For many of us, Autumn is steadily arriving and the summer holiday period has drawn to a close. Every night’s a school night – or so it can seem mid-week – and as those nights draw in we tend to experience affective changes, our light-enhanced summer selves bedding down into the slower, potentially cosier experience of autumn and winter. While for some, seasonal affective disorder can be a real problem, though it is often treatable, the lengthening nights bring changes for all of us, which can be made to work to our advantage.
Follow your feelings
Your number one guide to the kinds of lovemaking that are going to be great for you is simply the way you feel as the seasons change around you and your body changes with them. How do you imagine making love now? Perhaps the feeling is differently intense from your summertime lovemaking. You might imagine deeper and richer colours surrounding you or different senses being especially awoken, such as those touched by fireside warmth. You might imagine a different pace to your lovemaking or a mood which is perhaps more to do with cuddles and physical bonding. Whatever the pictures are, they can be your guide to how you would like to be with your partner.
On the town
When it comes to romancing your partner, the darker evenings can create the ideal spaces in which you and your partner can treat yourselves to a little razzle-dazzle. In many ways, cities are winter places. It’s when the nights draw in and the city lights shine that they can best become a romantic backdrop – as we go with our partner to restaurants, bars, live performance venues, parties or the cinema.
If meeting your partner at home after work each day makes you feel as if life’s closing in on you, vary the scene and by doing so bring greater variety into your experience of your relationship. It can be invigorating to have the buzz of other people around when we’re with our partner – and it can make the time alone feel more precious.

Extracted information:
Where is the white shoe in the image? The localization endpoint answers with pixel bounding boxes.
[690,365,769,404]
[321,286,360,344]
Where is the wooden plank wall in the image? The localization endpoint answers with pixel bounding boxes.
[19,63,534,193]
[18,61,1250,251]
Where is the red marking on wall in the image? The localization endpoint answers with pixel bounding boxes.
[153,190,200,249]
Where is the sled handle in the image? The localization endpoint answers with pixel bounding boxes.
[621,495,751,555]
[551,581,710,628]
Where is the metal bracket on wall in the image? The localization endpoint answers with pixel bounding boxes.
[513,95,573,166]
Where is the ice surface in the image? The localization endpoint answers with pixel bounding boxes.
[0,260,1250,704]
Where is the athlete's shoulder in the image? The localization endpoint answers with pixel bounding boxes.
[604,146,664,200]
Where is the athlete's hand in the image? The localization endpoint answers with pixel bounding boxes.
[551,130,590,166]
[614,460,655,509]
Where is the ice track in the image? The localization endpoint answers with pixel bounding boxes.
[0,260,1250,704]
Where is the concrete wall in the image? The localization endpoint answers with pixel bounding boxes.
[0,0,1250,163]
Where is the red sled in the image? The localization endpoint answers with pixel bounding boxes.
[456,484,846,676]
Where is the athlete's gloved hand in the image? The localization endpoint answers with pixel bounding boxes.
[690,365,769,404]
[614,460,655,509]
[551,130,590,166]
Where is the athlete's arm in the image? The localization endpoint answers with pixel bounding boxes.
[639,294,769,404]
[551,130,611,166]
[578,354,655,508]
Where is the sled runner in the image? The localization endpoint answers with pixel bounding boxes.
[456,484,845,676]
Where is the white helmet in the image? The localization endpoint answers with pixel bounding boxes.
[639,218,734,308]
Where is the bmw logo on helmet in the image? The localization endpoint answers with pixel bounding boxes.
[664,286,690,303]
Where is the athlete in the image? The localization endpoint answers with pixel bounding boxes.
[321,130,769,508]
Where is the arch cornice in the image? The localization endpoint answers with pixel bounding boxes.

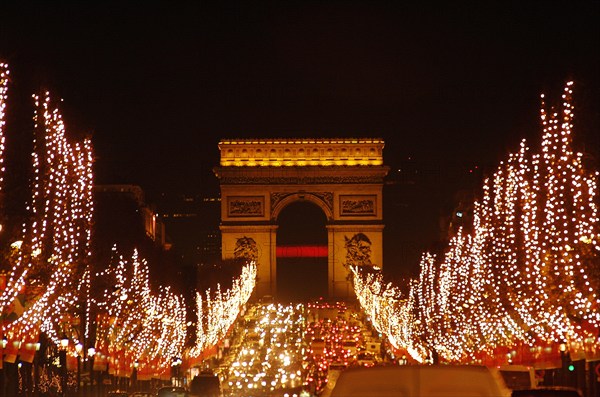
[271,191,333,222]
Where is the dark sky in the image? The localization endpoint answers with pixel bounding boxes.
[0,1,600,276]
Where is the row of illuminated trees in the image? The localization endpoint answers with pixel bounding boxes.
[354,82,600,364]
[0,63,256,390]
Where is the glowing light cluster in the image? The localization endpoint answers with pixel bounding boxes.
[189,262,256,357]
[96,248,187,376]
[354,83,600,363]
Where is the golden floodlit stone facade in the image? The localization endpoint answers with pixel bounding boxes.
[214,138,388,298]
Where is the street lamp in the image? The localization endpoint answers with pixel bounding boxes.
[75,342,83,393]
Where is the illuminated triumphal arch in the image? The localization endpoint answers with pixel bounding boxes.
[214,138,388,298]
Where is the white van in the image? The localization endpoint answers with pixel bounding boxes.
[331,365,511,397]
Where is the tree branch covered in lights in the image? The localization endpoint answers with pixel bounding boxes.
[0,92,93,352]
[354,83,600,362]
[190,262,256,357]
[0,62,10,200]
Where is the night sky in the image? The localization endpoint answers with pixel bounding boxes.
[0,1,600,273]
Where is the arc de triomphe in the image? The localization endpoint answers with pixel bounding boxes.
[214,138,389,298]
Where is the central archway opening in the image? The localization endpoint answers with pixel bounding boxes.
[277,201,328,302]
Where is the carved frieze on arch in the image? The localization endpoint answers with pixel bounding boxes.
[271,191,333,221]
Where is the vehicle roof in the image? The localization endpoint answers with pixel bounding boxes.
[331,365,510,397]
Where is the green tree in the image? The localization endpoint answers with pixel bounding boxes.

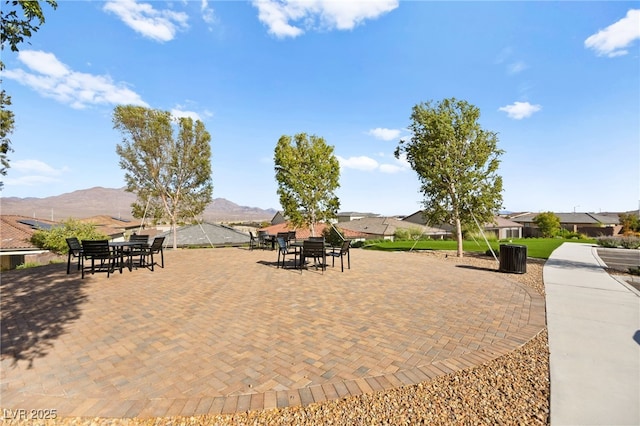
[395,98,503,257]
[618,213,640,235]
[0,0,58,189]
[113,105,213,248]
[274,133,340,236]
[533,212,560,238]
[31,219,109,254]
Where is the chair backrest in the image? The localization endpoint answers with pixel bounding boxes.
[67,237,82,256]
[302,239,324,257]
[149,237,164,251]
[276,237,287,253]
[82,240,111,259]
[129,234,149,243]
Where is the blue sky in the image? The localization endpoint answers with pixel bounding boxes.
[0,0,640,215]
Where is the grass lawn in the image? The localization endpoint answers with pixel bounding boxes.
[365,238,596,259]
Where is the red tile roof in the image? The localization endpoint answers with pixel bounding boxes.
[0,215,57,250]
[260,222,364,239]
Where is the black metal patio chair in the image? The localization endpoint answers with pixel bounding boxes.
[67,237,82,274]
[276,237,299,269]
[300,239,327,274]
[80,240,122,278]
[141,237,164,271]
[327,240,351,272]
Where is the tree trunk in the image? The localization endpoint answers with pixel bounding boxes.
[171,219,178,250]
[456,218,464,257]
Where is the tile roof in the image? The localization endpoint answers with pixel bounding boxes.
[0,215,58,250]
[157,222,249,247]
[511,213,619,226]
[339,217,447,236]
[260,222,366,239]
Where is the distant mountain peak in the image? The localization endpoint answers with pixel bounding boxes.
[0,186,277,222]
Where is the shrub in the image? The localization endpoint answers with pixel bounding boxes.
[596,237,620,248]
[465,231,498,242]
[620,235,640,249]
[16,262,40,269]
[31,219,109,254]
[393,228,410,241]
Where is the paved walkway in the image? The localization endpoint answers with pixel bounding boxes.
[0,248,545,418]
[544,243,640,426]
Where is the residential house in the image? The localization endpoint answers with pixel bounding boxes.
[260,222,366,241]
[338,217,446,240]
[0,215,57,271]
[78,215,141,241]
[337,212,380,223]
[157,222,250,247]
[403,210,524,240]
[509,213,622,238]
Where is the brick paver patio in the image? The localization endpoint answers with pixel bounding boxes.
[0,248,545,417]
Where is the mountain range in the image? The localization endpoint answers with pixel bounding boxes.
[0,187,276,222]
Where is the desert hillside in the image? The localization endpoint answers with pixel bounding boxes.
[0,187,276,222]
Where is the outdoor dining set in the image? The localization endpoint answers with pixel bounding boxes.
[249,231,351,273]
[66,234,164,278]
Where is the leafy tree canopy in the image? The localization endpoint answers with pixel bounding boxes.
[618,213,640,235]
[0,0,58,189]
[113,105,213,248]
[395,98,503,257]
[274,133,340,235]
[533,212,560,238]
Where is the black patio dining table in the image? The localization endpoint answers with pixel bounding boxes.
[109,241,149,271]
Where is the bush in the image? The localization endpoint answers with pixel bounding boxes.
[16,262,40,269]
[620,235,640,249]
[31,219,109,254]
[596,237,620,248]
[464,231,498,242]
[393,228,423,241]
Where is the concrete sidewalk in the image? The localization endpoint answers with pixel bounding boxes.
[544,243,640,426]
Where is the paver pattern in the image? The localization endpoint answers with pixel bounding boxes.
[0,248,545,417]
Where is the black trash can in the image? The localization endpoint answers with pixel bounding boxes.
[500,244,527,274]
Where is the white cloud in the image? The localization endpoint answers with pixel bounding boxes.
[200,0,216,25]
[2,50,148,109]
[253,0,399,38]
[498,102,542,120]
[367,127,400,141]
[584,9,640,58]
[507,61,528,75]
[337,156,379,171]
[337,155,409,173]
[103,0,189,42]
[171,108,202,121]
[4,160,69,186]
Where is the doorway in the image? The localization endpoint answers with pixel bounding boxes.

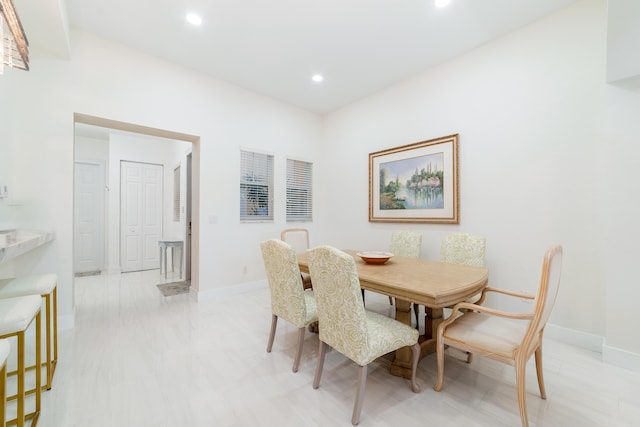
[120,161,164,273]
[74,114,199,290]
[73,162,105,275]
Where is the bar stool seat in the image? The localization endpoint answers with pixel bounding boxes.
[0,273,58,390]
[0,295,42,427]
[0,340,11,427]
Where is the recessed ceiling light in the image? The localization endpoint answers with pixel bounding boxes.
[187,13,202,25]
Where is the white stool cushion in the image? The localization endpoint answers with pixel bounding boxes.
[0,340,11,366]
[0,273,58,298]
[0,295,42,335]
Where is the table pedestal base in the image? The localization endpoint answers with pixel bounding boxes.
[390,298,443,379]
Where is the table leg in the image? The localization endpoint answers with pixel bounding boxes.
[390,298,413,378]
[178,243,184,280]
[390,298,442,379]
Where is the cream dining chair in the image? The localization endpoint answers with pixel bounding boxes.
[440,233,487,363]
[280,228,311,289]
[309,245,420,425]
[434,245,562,427]
[260,239,318,372]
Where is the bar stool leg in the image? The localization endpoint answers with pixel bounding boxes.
[7,311,42,427]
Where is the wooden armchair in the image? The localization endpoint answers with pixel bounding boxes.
[434,245,562,427]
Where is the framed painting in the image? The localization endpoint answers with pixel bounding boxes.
[369,134,460,224]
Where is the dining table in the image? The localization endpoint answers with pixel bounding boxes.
[298,249,489,378]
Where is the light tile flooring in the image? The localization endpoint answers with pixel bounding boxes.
[10,271,640,427]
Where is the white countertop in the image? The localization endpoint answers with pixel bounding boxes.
[0,229,56,264]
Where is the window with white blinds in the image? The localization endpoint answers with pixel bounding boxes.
[173,166,180,221]
[287,159,313,221]
[240,151,273,221]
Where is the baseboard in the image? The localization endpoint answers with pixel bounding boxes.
[191,279,269,302]
[544,323,604,353]
[602,341,640,372]
[58,314,75,331]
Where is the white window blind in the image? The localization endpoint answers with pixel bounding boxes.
[173,166,180,221]
[287,159,313,221]
[240,151,273,221]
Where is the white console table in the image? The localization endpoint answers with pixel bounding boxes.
[158,240,184,279]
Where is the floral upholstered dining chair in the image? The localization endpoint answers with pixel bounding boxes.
[309,245,420,425]
[440,233,487,267]
[389,230,422,329]
[260,239,318,372]
[389,230,422,258]
[280,228,312,289]
[440,233,487,363]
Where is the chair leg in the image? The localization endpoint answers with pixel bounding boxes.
[313,341,327,389]
[0,354,7,427]
[267,314,278,353]
[292,326,305,372]
[411,343,420,393]
[433,334,444,391]
[351,365,369,426]
[516,357,529,427]
[535,345,547,399]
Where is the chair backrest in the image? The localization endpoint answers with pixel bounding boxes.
[440,233,487,267]
[280,228,309,254]
[389,230,422,258]
[260,239,306,328]
[309,245,369,363]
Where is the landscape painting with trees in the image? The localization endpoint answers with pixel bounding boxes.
[369,134,460,224]
[380,153,444,209]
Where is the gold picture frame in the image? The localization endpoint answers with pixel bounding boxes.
[369,134,460,224]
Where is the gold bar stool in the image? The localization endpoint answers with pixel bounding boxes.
[0,295,42,427]
[0,340,11,427]
[0,273,58,390]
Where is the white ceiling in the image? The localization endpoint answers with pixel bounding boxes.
[21,0,575,114]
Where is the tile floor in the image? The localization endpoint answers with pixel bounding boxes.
[6,270,640,427]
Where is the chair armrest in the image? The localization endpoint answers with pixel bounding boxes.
[438,302,533,330]
[476,286,536,304]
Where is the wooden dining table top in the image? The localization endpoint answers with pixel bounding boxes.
[298,250,489,308]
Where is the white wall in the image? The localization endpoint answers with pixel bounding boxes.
[0,31,321,328]
[318,0,612,348]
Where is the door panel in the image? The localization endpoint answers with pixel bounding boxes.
[120,161,163,272]
[74,162,104,273]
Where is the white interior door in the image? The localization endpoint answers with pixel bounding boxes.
[73,162,105,273]
[120,161,163,273]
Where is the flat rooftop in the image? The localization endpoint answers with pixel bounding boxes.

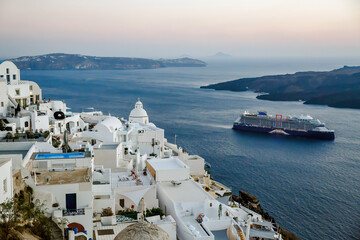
[111,171,155,188]
[36,169,91,185]
[34,152,85,160]
[157,180,213,202]
[0,150,29,158]
[98,143,120,149]
[147,158,189,171]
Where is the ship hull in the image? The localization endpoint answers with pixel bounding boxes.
[233,123,335,140]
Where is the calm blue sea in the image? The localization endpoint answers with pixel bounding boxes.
[21,59,360,240]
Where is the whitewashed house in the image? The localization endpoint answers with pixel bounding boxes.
[0,158,13,203]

Tasks for this exercise:
1. Put this sentence from the piece on autumn romance into Spanish: "In many ways, cities are winter places."
2. Rewrite the piece on autumn romance between "On the town" and "feel more precious.", inclusive, swapping "cinema" for "movies".

Task-by-task results:
1. En muchos sentidos, las ciudades son lugares de invierno.

2.
On the town
When it comes to romancing your partner, the darker evenings can create the ideal spaces in which you and your partner can treat yourselves to a little razzle-dazzle. In many ways, cities are winter places. It’s when the nights draw in and the city lights shine that they can best become a romantic backdrop – as we go with our partner to restaurants, bars, live performance venues, parties or the movies.
If meeting your partner at home after work each day makes you feel as if life’s closing in on you, vary the scene and by doing so bring greater variety into your experience of your relationship. It can be invigorating to have the buzz of other people around when we’re with our partner – and it can make the time alone feel more precious.